The Unicode CLDR v42 Alpha is now available for integration testing.
CLDR provides key building blocks for software to support the
world's languages (dates, times, numbers, sort-order, etc.) For example, all
major browsers and all modern mobile phones use CLDR for language support. (See
Who uses CLDR?)
Via the online Survey Tool, contributors supply data for their
languages — data that is widely used to support much of the world’s software.
This data is also a factor in determining which languages are supported on
mobile phones and computer operating systems.
The alpha has already been integrated into the development version
of ICU. We would especially appreciate feedback from non-ICU consumers of CLDR
data and on
Migration issues. Feedback can be filed at
CLDR Tickets.
Alpha means that the main data and charts are available for review,
but the specification, JSON data, and other components are not yet ready for
review. Some data may change if showstopper bugs are found. The planned schedule
is:
- Sep 14 — Beta (data)
- Sep 28 — Beta2 (spec)
- Oct 19 — Release
In CLDR 42, the focus is on:
-
Locale coverage. The following locales now have higher coverage levels:
- Modern: Igbo (ig), yo (Yoruba)
- Moderate: Chuvash (cv), Xhosa (xh)
- Basic: Haryanvi (bgc), Bhojpuri (bho), Rajasthani (raj), Tigrinya (ti)
-
Formatting Person Names. Added data and structure for formatting people's names. For more information on why this feature is being added and what it does, see Background.
-
Emoji 15.0 Support. Added short names, keywords, and sort-order for the new Unicode 15.0 emoji.
-
Coverage, Phase 2. Added additional language names and other items to the Modern coverage level, for more consistency (and utility) across platforms.
-
Unicode 15.0 additions. Made the regular additions and changes for a new release of Unicode, including names for new scripts, collation data for Han characters, etc.
◆ ◆ ◆ ◆ ◆ ◆ ◆
Exercise requirements:
1. Answer these about the CLDR v42 Alpha announcement, one line each:
(a) What date is planned for the release?
(b) Which two locales now have Moderate coverage?
(c) Into what has the alpha already been integrated?
2. Put this sentence from the CLDR v42 Alpha announcement into Spanish: "Some data may change if showstopper bugs are found."
3. Extend the CLDR v42 Alpha announcement past its final line.
The listing comes from a separate source.
◆ ◆ ◆ ◆ ◆ ◆ ◆
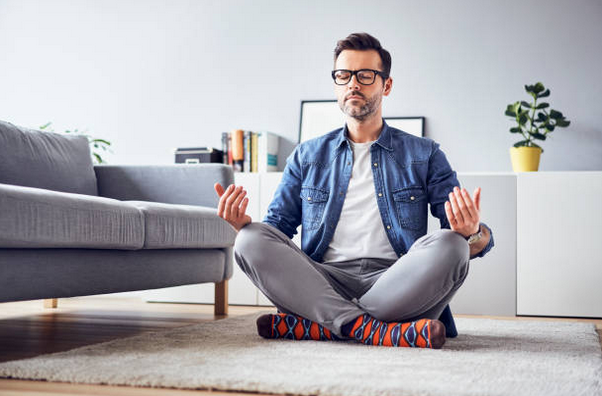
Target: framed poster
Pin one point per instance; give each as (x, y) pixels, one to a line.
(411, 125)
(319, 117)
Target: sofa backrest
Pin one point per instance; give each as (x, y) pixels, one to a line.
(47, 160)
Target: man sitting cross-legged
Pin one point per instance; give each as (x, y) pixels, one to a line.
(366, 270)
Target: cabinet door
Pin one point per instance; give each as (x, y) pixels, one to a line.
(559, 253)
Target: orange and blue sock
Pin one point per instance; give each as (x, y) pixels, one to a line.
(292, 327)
◆ ◆ ◆ ◆ ◆ ◆ ◆
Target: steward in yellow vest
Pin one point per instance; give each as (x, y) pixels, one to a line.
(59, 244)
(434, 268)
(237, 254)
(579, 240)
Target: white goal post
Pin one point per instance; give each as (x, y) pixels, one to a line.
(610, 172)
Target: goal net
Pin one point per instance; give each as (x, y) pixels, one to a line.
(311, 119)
◆ ◆ ◆ ◆ ◆ ◆ ◆
Answers provided:
1.
(a) Oct 19
(b) Chuvash (cv) and Xhosa (xh)
(c) The development version of ICU

2. Algunos datos pueden cambiar si se encuentran errores críticos.

3.
There are many other changes: to find out more, see the draft
CLDR v42 release page, which has information on accessing the date, reviewing charts of the changes, and — importantly —
Migration issues.
In version 42, the following levels were reached:
Level
|
Languages
|
Locales*
|
Notes
|
Modern
|
94
|
366
|
Suitable for full UI internationalization
|
Afrikaans, … Čeština, … Dansk, … Eesti, … Filipino, … Gaeilge, … Hrvatski, Indonesia, … Jawa, Kiswahili, Latviešu, … Magyar, …Nederlands, … O‘zbek, Polski, … Română, Slovenčina, … Tiếng Việt, … Ελληνικά, Беларуская, … ᏣᎳᎩ, Ქართული, Հայերեն, עברית, اردو, … አማርኛ, नेपाली, … অসমীয়া, বাংলা, ਪੰਜਾਬੀ, ગુજરાતી, ଓଡ଼ିଆ, தமிழ், తెలుగు, ಕನ್ನಡ, മലയാളം, සිංහල, ไทย, ລາວ, မြန်မာ, ខ្មែរ, 한국어, … 日本語, …
|
Moderate
|
7
|
11
|
Suitable for full “document content” internationalization, such as formats in a spreadsheet.
|
Binisaya, … Èdè Yorùbá, Føroyskt, Igbo, IsiZulu,
Kanhgág, Nheẽgatu, Runasimi, Sardu, Shqip, سنڌي, …
|
Basic
|
29
|
43
|
Suitable for locale selection, such as choice of language in mobile phone settings.
|
Asturianu, Basa Sunda, Interlingua, Kabuverdianu, Lea Fakatonga, Rumantsch, Te reo Māori, Wolof, Босански (Ћирилица), Татар, Тоҷикӣ, Ўзбекча (Кирил), کٲشُر, कॉशुर (देवनागरी), …, মৈতৈলোন্, ᱥᱟᱱᱛᱟᱲᱤ, 粤语 (简体)
|
* Locales are variants for different countries or scripts.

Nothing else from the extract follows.